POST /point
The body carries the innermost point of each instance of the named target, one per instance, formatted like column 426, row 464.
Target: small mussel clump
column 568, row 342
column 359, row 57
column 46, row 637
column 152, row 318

◆ What you are asked to do: Reproduce all of the records above verbatim, keeping every line unchanged.

◆ Output below:
POST /point
The body carries the innermost point of each instance of the named target, one per instance, formatted like column 426, row 464.
Target: small mussel clump
column 568, row 342
column 359, row 57
column 46, row 637
column 152, row 318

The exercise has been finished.